### Objective
Copy out, without any change, the stretch from the line containing "Where can you see the dock piling" through the line containing "271], [303, 277]]", and give only those lines.

### Exercise materials
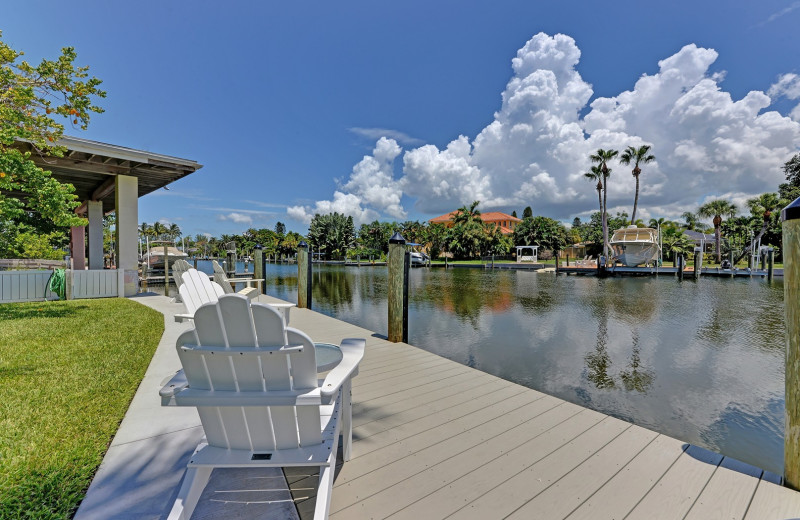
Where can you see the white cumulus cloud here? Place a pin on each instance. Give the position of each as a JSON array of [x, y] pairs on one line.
[[536, 149], [239, 218]]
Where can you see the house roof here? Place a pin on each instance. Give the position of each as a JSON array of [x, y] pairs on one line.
[[490, 216]]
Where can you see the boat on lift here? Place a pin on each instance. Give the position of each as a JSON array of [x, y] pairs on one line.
[[634, 246]]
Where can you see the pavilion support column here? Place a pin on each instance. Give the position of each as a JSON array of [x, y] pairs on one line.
[[127, 212], [95, 210], [77, 244]]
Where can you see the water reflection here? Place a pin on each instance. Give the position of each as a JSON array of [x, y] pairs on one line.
[[699, 361]]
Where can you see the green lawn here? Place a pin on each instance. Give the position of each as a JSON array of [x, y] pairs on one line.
[[68, 371]]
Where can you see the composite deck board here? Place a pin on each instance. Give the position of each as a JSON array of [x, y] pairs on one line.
[[448, 413], [389, 450], [677, 490], [617, 497], [436, 439]]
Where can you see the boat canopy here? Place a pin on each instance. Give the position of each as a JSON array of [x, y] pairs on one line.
[[635, 234]]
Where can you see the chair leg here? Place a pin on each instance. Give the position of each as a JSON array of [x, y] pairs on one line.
[[347, 419], [194, 481]]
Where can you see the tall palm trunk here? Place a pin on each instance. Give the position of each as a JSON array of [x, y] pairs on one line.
[[606, 247], [635, 199]]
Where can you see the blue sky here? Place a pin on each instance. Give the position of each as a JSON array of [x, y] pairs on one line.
[[410, 109]]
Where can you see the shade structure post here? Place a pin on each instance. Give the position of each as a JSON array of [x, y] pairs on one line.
[[398, 289]]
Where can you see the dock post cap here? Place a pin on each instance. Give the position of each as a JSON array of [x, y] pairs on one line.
[[792, 211]]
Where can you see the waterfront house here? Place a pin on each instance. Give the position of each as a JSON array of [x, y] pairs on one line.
[[504, 221]]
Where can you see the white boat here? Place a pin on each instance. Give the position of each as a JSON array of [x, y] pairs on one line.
[[634, 246], [155, 258]]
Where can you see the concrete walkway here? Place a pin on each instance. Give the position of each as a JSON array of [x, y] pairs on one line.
[[436, 439]]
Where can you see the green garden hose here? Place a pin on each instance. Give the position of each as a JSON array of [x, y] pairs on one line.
[[58, 283]]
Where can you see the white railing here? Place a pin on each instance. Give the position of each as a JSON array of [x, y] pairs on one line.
[[25, 286], [96, 283], [30, 285]]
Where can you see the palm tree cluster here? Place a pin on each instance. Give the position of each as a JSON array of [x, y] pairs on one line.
[[601, 172]]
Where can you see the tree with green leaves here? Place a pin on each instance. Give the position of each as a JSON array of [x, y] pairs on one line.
[[31, 200], [715, 209], [527, 212], [333, 234], [637, 156], [601, 158]]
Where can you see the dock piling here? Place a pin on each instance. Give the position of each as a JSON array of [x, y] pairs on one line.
[[258, 264], [790, 218], [770, 263], [398, 289], [698, 259], [166, 271], [303, 277]]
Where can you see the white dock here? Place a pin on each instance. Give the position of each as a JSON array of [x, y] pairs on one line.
[[436, 439]]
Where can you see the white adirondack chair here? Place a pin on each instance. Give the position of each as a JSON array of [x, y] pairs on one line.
[[197, 290], [255, 386]]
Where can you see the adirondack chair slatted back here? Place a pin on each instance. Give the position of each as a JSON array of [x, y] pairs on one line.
[[197, 289], [232, 322], [221, 278]]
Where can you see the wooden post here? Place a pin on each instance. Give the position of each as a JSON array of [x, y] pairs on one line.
[[397, 282], [68, 279], [733, 267], [790, 216], [166, 270], [303, 277], [258, 264], [770, 263], [698, 257]]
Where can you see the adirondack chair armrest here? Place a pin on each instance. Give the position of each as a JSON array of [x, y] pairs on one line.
[[188, 396], [352, 353], [174, 385]]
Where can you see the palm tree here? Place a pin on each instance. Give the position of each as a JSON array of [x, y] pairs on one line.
[[716, 208], [601, 157], [638, 156], [763, 206]]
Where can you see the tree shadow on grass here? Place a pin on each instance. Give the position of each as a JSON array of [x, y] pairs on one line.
[[42, 310]]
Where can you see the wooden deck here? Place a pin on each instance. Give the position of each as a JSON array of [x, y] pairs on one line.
[[436, 439]]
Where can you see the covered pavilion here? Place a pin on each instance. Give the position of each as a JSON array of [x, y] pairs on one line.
[[110, 178]]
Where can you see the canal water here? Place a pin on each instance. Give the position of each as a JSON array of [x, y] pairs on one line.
[[699, 361]]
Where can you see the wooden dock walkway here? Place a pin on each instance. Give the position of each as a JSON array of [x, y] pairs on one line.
[[436, 439]]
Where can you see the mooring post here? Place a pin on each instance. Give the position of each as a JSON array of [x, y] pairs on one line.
[[303, 278], [398, 288], [770, 263], [166, 271], [790, 217], [733, 267], [698, 258], [258, 263]]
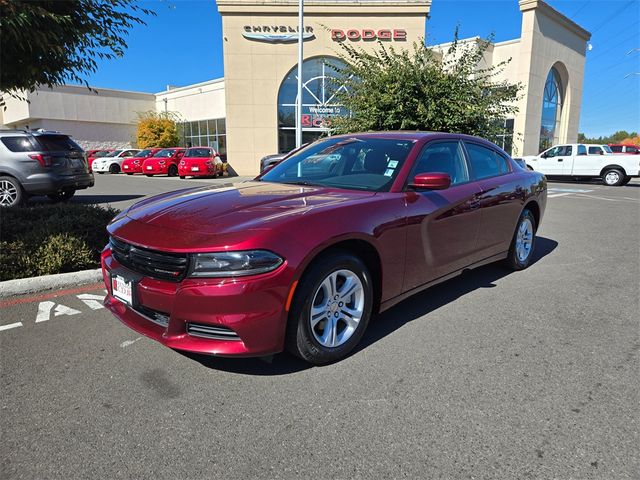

### Written answer
Where can you see the dock piling here? Place a pin on each instance. Give the position of each as a JSON array of [x, y] pairs on one line.
[[258, 264], [790, 218], [770, 263], [398, 289], [698, 259], [166, 271], [303, 277]]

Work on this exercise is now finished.